-- START OF Data entries --
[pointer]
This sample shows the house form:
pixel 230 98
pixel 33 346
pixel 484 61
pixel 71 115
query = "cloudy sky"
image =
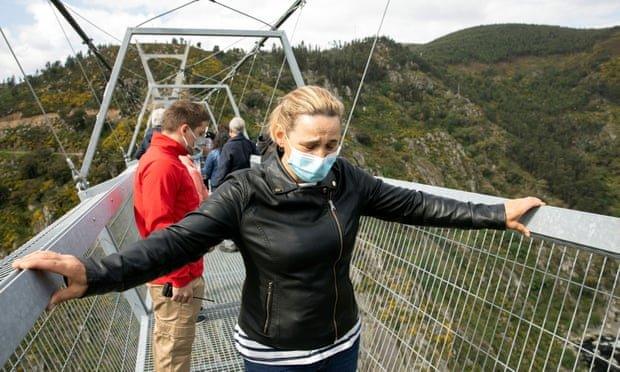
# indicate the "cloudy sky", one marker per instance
pixel 36 37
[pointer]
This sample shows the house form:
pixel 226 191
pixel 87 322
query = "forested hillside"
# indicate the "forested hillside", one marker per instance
-- END OF Data entries --
=== Aim of the exercise ===
Could you write out every line of the records again, requests included but without the pictures, multiplying each point coordinate in the answers by 1.9 and rounding to the nearest whole number with halves rounded up? Leave the numbers in the requests and their format samples unchanged.

=== Task solution ===
[pointer]
This sample shows the house form:
pixel 230 98
pixel 33 346
pixel 484 61
pixel 71 115
query = "cloudy sky"
image =
# indicate the "cloudy sky", one marker per instance
pixel 68 70
[pointer]
This sample shows the house form:
pixel 226 191
pixel 87 322
query = "forested hillside"
# indicate the "forested hillside", one marker per instance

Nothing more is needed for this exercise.